**WHAT YOU SHOULD DO**
Format the part that opens with the line containing "# target: wooden boat" and closes with the line containing "95 46 L 105" as a Markdown table with the columns No. and Content, numbering each line and leaving out blank lines.

**INPUT FOR THIS TASK**
>> BEGIN

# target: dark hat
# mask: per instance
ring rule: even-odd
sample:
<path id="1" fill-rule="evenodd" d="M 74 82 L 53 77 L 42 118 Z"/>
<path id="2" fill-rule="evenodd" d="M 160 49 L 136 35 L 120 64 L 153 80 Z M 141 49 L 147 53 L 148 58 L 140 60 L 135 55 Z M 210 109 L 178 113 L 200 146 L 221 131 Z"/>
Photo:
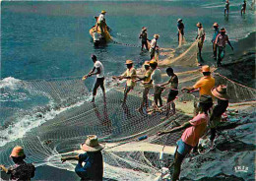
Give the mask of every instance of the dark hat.
<path id="1" fill-rule="evenodd" d="M 199 98 L 200 103 L 213 103 L 213 98 L 211 95 L 202 94 Z"/>
<path id="2" fill-rule="evenodd" d="M 92 55 L 91 58 L 92 58 L 93 60 L 96 60 L 96 55 Z"/>
<path id="3" fill-rule="evenodd" d="M 224 85 L 220 85 L 217 88 L 213 88 L 212 93 L 217 98 L 220 98 L 223 100 L 228 100 L 228 95 L 226 94 L 226 86 L 224 86 Z"/>

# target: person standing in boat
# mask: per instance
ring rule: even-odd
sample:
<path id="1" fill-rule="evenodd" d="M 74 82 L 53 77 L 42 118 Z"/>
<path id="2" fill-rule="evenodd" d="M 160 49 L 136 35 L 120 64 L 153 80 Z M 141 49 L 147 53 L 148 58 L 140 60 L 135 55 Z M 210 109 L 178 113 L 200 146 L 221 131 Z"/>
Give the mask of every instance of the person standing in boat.
<path id="1" fill-rule="evenodd" d="M 228 39 L 228 35 L 225 34 L 225 29 L 223 28 L 223 29 L 221 29 L 220 33 L 217 35 L 216 42 L 215 42 L 217 44 L 217 49 L 218 49 L 218 59 L 217 59 L 218 67 L 222 66 L 222 61 L 223 61 L 223 59 L 224 57 L 224 53 L 225 53 L 225 43 L 226 42 L 233 50 L 233 46 L 231 45 L 231 43 Z"/>
<path id="2" fill-rule="evenodd" d="M 229 13 L 229 1 L 226 0 L 224 5 L 224 15 L 227 14 L 228 16 L 228 13 Z"/>
<path id="3" fill-rule="evenodd" d="M 126 103 L 126 98 L 130 90 L 132 90 L 136 85 L 135 79 L 136 79 L 136 70 L 133 67 L 133 61 L 132 60 L 126 60 L 125 65 L 127 66 L 126 71 L 121 76 L 113 76 L 113 79 L 119 79 L 120 81 L 123 79 L 126 79 L 126 86 L 124 90 L 124 97 L 123 97 L 123 104 Z"/>
<path id="4" fill-rule="evenodd" d="M 154 38 L 151 40 L 151 48 L 150 48 L 151 60 L 155 57 L 159 37 L 160 34 L 154 34 Z"/>
<path id="5" fill-rule="evenodd" d="M 214 59 L 217 60 L 217 45 L 215 43 L 216 37 L 217 35 L 220 33 L 220 30 L 219 30 L 219 24 L 218 23 L 214 23 L 214 35 L 212 38 L 212 43 L 213 43 L 213 52 L 214 52 Z"/>
<path id="6" fill-rule="evenodd" d="M 140 33 L 139 38 L 142 39 L 142 51 L 143 51 L 143 47 L 145 46 L 145 48 L 149 51 L 149 46 L 148 46 L 148 33 L 147 33 L 147 28 L 143 27 L 142 28 L 142 31 Z"/>
<path id="7" fill-rule="evenodd" d="M 181 44 L 183 41 L 183 36 L 184 36 L 184 24 L 182 23 L 182 19 L 177 20 L 177 28 L 178 28 L 178 43 Z"/>
<path id="8" fill-rule="evenodd" d="M 82 80 L 86 80 L 88 77 L 91 77 L 93 75 L 96 75 L 96 84 L 95 84 L 95 87 L 94 87 L 94 90 L 93 90 L 92 102 L 95 102 L 96 95 L 96 90 L 98 89 L 98 87 L 100 87 L 101 90 L 102 90 L 102 92 L 103 92 L 103 100 L 104 100 L 104 103 L 105 103 L 104 67 L 101 64 L 101 62 L 96 60 L 96 55 L 92 55 L 92 60 L 95 64 L 94 68 L 88 75 L 84 76 Z M 96 70 L 96 72 L 95 72 Z"/>
<path id="9" fill-rule="evenodd" d="M 205 30 L 203 29 L 203 25 L 201 23 L 197 23 L 197 28 L 198 28 L 197 36 L 196 36 L 196 40 L 198 41 L 197 60 L 199 65 L 202 65 L 202 62 L 204 62 L 202 58 L 202 49 L 203 49 L 206 33 L 205 33 Z"/>
<path id="10" fill-rule="evenodd" d="M 99 26 L 101 35 L 104 35 L 104 29 L 103 28 L 106 26 L 105 17 L 104 17 L 105 14 L 106 14 L 106 12 L 104 10 L 102 10 L 100 15 L 97 18 L 97 21 L 96 21 L 96 30 L 97 30 L 97 27 Z"/>

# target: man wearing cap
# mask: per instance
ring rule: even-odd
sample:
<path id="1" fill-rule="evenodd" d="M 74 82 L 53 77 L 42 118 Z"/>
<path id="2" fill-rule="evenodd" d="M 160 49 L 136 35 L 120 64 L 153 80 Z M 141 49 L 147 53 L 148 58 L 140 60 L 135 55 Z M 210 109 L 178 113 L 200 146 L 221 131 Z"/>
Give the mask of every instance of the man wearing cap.
<path id="1" fill-rule="evenodd" d="M 140 36 L 139 38 L 142 39 L 142 49 L 143 50 L 143 47 L 145 46 L 146 49 L 149 51 L 149 47 L 148 47 L 148 33 L 147 33 L 147 28 L 143 27 L 142 28 L 142 31 L 140 33 Z"/>
<path id="2" fill-rule="evenodd" d="M 224 15 L 226 13 L 227 13 L 227 15 L 229 13 L 229 1 L 228 0 L 225 1 L 225 5 L 224 5 Z"/>
<path id="3" fill-rule="evenodd" d="M 95 84 L 94 90 L 93 90 L 92 102 L 95 102 L 95 100 L 96 100 L 96 90 L 98 89 L 98 87 L 100 87 L 101 90 L 102 90 L 103 100 L 105 102 L 104 67 L 101 64 L 101 62 L 96 60 L 96 55 L 92 55 L 92 60 L 93 60 L 94 64 L 95 64 L 94 68 L 88 75 L 84 76 L 82 80 L 86 80 L 88 77 L 91 77 L 93 75 L 96 75 L 96 84 Z M 95 72 L 96 70 L 96 72 Z"/>
<path id="4" fill-rule="evenodd" d="M 10 180 L 31 180 L 34 176 L 35 167 L 32 163 L 24 161 L 26 154 L 22 147 L 15 147 L 10 157 L 15 163 L 14 166 L 6 168 L 4 165 L 0 165 L 0 169 L 11 175 Z"/>
<path id="5" fill-rule="evenodd" d="M 166 73 L 167 73 L 168 77 L 170 77 L 170 79 L 168 82 L 162 84 L 161 87 L 165 87 L 168 84 L 171 84 L 169 93 L 168 93 L 168 98 L 167 98 L 167 109 L 166 109 L 166 117 L 168 117 L 169 110 L 170 110 L 170 104 L 172 107 L 172 114 L 175 114 L 175 112 L 176 112 L 175 103 L 173 102 L 173 100 L 176 98 L 176 96 L 178 94 L 178 77 L 176 74 L 174 74 L 173 69 L 171 67 L 168 67 L 166 69 Z"/>
<path id="6" fill-rule="evenodd" d="M 150 66 L 153 71 L 151 75 L 151 80 L 149 82 L 145 82 L 145 85 L 153 84 L 154 87 L 154 101 L 155 105 L 159 106 L 159 100 L 160 100 L 160 106 L 162 106 L 162 100 L 161 100 L 161 92 L 163 90 L 163 88 L 161 87 L 161 73 L 160 70 L 158 68 L 158 62 L 155 60 L 150 61 Z"/>
<path id="7" fill-rule="evenodd" d="M 193 87 L 185 87 L 182 88 L 183 90 L 193 91 L 194 90 L 199 89 L 199 96 L 202 95 L 211 95 L 213 97 L 213 94 L 211 92 L 211 90 L 215 86 L 215 78 L 211 76 L 210 67 L 208 65 L 205 65 L 202 67 L 202 73 L 203 76 Z M 198 112 L 198 103 L 194 102 L 195 112 L 196 115 Z"/>
<path id="8" fill-rule="evenodd" d="M 151 75 L 152 75 L 152 69 L 150 67 L 150 61 L 145 61 L 144 63 L 144 68 L 146 70 L 144 77 L 140 78 L 137 76 L 137 78 L 139 80 L 137 80 L 136 82 L 139 81 L 143 81 L 142 84 L 144 85 L 144 90 L 143 90 L 143 99 L 142 99 L 142 104 L 141 107 L 138 109 L 140 112 L 143 111 L 143 107 L 146 105 L 146 108 L 149 108 L 149 99 L 148 99 L 148 94 L 150 92 L 150 90 L 152 88 L 152 84 L 147 84 L 151 81 Z"/>
<path id="9" fill-rule="evenodd" d="M 151 48 L 150 48 L 151 60 L 153 59 L 153 57 L 155 57 L 159 37 L 160 37 L 159 34 L 154 34 L 154 38 L 151 40 Z"/>
<path id="10" fill-rule="evenodd" d="M 219 24 L 214 23 L 213 27 L 214 27 L 214 35 L 213 35 L 213 38 L 212 38 L 213 52 L 214 52 L 214 59 L 217 60 L 217 45 L 215 43 L 215 40 L 216 40 L 217 35 L 220 33 Z"/>
<path id="11" fill-rule="evenodd" d="M 104 18 L 105 13 L 106 13 L 106 12 L 105 12 L 104 10 L 101 11 L 100 15 L 99 15 L 98 18 L 97 18 L 96 28 L 96 30 L 97 30 L 97 27 L 99 26 L 99 28 L 100 28 L 100 32 L 101 32 L 102 35 L 104 35 L 103 27 L 106 25 L 106 24 L 105 24 L 105 18 Z"/>
<path id="12" fill-rule="evenodd" d="M 214 140 L 216 137 L 216 130 L 220 124 L 223 113 L 226 111 L 228 107 L 228 95 L 226 94 L 226 86 L 220 85 L 217 88 L 212 89 L 212 94 L 217 98 L 217 105 L 214 106 L 214 109 L 210 116 L 210 128 L 211 128 L 211 145 L 214 146 Z"/>
<path id="13" fill-rule="evenodd" d="M 182 19 L 177 20 L 177 28 L 178 28 L 178 42 L 182 42 L 184 36 L 184 24 L 182 23 Z M 180 38 L 181 37 L 181 38 Z"/>
<path id="14" fill-rule="evenodd" d="M 123 80 L 126 79 L 126 87 L 124 90 L 124 98 L 123 98 L 123 104 L 126 103 L 126 98 L 127 95 L 129 93 L 129 91 L 131 90 L 133 90 L 133 88 L 135 87 L 136 83 L 135 83 L 135 79 L 136 79 L 136 70 L 133 67 L 133 61 L 132 60 L 126 60 L 126 66 L 127 66 L 127 70 L 121 75 L 121 76 L 113 76 L 113 79 L 119 79 L 119 80 Z"/>
<path id="15" fill-rule="evenodd" d="M 201 65 L 201 63 L 204 62 L 202 58 L 202 48 L 205 41 L 206 33 L 201 23 L 197 23 L 197 28 L 198 28 L 197 36 L 196 36 L 196 40 L 198 41 L 197 59 L 198 59 L 198 63 Z"/>
<path id="16" fill-rule="evenodd" d="M 202 95 L 199 99 L 199 113 L 192 120 L 181 126 L 166 131 L 160 131 L 158 133 L 159 136 L 161 136 L 164 134 L 180 132 L 185 129 L 181 139 L 176 143 L 177 148 L 174 153 L 174 172 L 172 174 L 172 181 L 179 179 L 183 159 L 190 151 L 197 146 L 199 139 L 205 134 L 209 121 L 209 110 L 212 106 L 212 97 L 209 95 Z"/>
<path id="17" fill-rule="evenodd" d="M 103 145 L 98 144 L 96 135 L 90 135 L 80 148 L 86 152 L 76 156 L 62 157 L 61 161 L 78 160 L 75 171 L 81 177 L 81 180 L 102 180 L 103 158 L 101 151 L 104 148 Z M 85 163 L 84 166 L 83 163 Z"/>
<path id="18" fill-rule="evenodd" d="M 233 47 L 228 39 L 228 35 L 225 34 L 225 29 L 223 28 L 220 30 L 220 33 L 216 37 L 215 43 L 217 44 L 217 49 L 218 49 L 218 59 L 217 59 L 217 66 L 220 67 L 222 66 L 222 61 L 224 57 L 224 52 L 225 52 L 225 43 L 228 43 L 228 45 L 231 47 L 233 50 Z"/>

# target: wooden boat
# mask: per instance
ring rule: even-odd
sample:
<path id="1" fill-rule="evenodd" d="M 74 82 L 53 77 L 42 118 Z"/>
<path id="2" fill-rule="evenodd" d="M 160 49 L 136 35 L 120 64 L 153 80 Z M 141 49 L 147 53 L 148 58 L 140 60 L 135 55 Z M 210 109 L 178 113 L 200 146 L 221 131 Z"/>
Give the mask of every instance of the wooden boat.
<path id="1" fill-rule="evenodd" d="M 95 18 L 97 21 L 97 17 Z M 94 27 L 92 27 L 92 29 L 89 30 L 89 33 L 94 40 L 95 46 L 105 44 L 111 40 L 109 30 L 110 29 L 106 24 L 103 25 L 103 33 L 101 32 L 99 26 L 96 27 L 96 23 Z"/>

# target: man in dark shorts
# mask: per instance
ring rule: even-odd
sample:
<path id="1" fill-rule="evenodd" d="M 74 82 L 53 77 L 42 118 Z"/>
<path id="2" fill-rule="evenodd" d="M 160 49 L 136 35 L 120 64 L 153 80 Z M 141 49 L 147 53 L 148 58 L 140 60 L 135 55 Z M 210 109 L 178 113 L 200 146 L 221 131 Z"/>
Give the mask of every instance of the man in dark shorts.
<path id="1" fill-rule="evenodd" d="M 184 24 L 182 23 L 182 19 L 178 19 L 177 21 L 177 28 L 178 28 L 178 42 L 182 42 L 184 36 Z M 181 39 L 179 39 L 181 37 Z"/>
<path id="2" fill-rule="evenodd" d="M 94 68 L 88 75 L 84 76 L 82 80 L 85 80 L 88 77 L 91 77 L 93 75 L 96 75 L 96 80 L 95 88 L 94 88 L 94 90 L 93 90 L 92 102 L 95 102 L 96 95 L 96 90 L 97 90 L 98 87 L 100 87 L 101 90 L 102 90 L 103 100 L 105 102 L 104 67 L 101 64 L 101 62 L 96 60 L 96 55 L 92 55 L 92 60 L 95 63 Z M 96 70 L 96 72 L 95 73 Z"/>
<path id="3" fill-rule="evenodd" d="M 207 131 L 207 123 L 209 121 L 209 110 L 213 106 L 213 99 L 210 95 L 202 95 L 200 97 L 200 111 L 192 120 L 185 122 L 183 125 L 174 127 L 170 130 L 160 131 L 159 136 L 169 133 L 176 133 L 185 130 L 181 139 L 177 141 L 177 147 L 174 153 L 174 172 L 172 174 L 172 181 L 179 180 L 179 174 L 183 159 L 195 148 L 199 139 Z"/>
<path id="4" fill-rule="evenodd" d="M 226 94 L 226 86 L 220 85 L 217 88 L 212 89 L 213 95 L 217 98 L 217 105 L 214 106 L 214 109 L 210 116 L 210 128 L 211 128 L 211 146 L 214 146 L 214 141 L 216 137 L 216 130 L 221 122 L 222 115 L 226 111 L 228 106 L 228 96 Z"/>
<path id="5" fill-rule="evenodd" d="M 26 155 L 22 147 L 15 147 L 10 157 L 15 162 L 14 166 L 6 168 L 4 165 L 0 165 L 0 169 L 11 175 L 10 180 L 29 181 L 34 176 L 34 166 L 32 163 L 27 163 L 24 161 Z"/>
<path id="6" fill-rule="evenodd" d="M 147 28 L 143 27 L 142 28 L 142 31 L 140 33 L 140 36 L 139 38 L 142 39 L 142 50 L 143 50 L 143 47 L 145 46 L 146 49 L 149 51 L 149 47 L 148 47 L 148 33 L 147 33 Z"/>
<path id="7" fill-rule="evenodd" d="M 104 146 L 98 144 L 96 135 L 89 135 L 86 142 L 82 144 L 80 148 L 85 153 L 61 157 L 61 161 L 78 160 L 75 171 L 81 180 L 101 181 L 103 179 L 103 158 L 101 151 Z"/>
<path id="8" fill-rule="evenodd" d="M 165 87 L 168 84 L 170 85 L 170 90 L 167 98 L 167 109 L 166 109 L 166 117 L 169 116 L 170 104 L 172 107 L 172 114 L 175 114 L 175 103 L 173 100 L 178 94 L 178 77 L 174 74 L 173 69 L 171 67 L 166 69 L 167 75 L 170 77 L 169 81 L 162 84 L 161 87 Z"/>

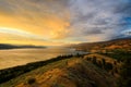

>> END

**SOLUTION TO THIS EXERCISE**
| No. | Content |
|---|---|
| 1 | # target: wooden boat |
| 2 | # mask: per instance |
| 3 | ring rule: even-odd |
| 4 | sample: |
| 5 | <path id="1" fill-rule="evenodd" d="M 74 82 L 53 77 L 42 118 Z"/> |
| 6 | <path id="2" fill-rule="evenodd" d="M 160 49 L 136 35 L 120 64 L 153 80 Z M 141 49 L 147 53 L 148 58 L 140 60 L 135 55 Z M 210 109 L 178 113 L 200 146 L 221 131 Z"/> |
| 7 | Give the mask of every instance of the wooden boat. |
| 8 | <path id="1" fill-rule="evenodd" d="M 95 18 L 97 21 L 97 17 Z M 94 27 L 92 27 L 92 29 L 89 30 L 89 33 L 94 40 L 95 46 L 105 44 L 111 40 L 109 30 L 110 29 L 106 24 L 103 25 L 103 33 L 101 32 L 99 26 L 96 27 L 96 23 Z"/> |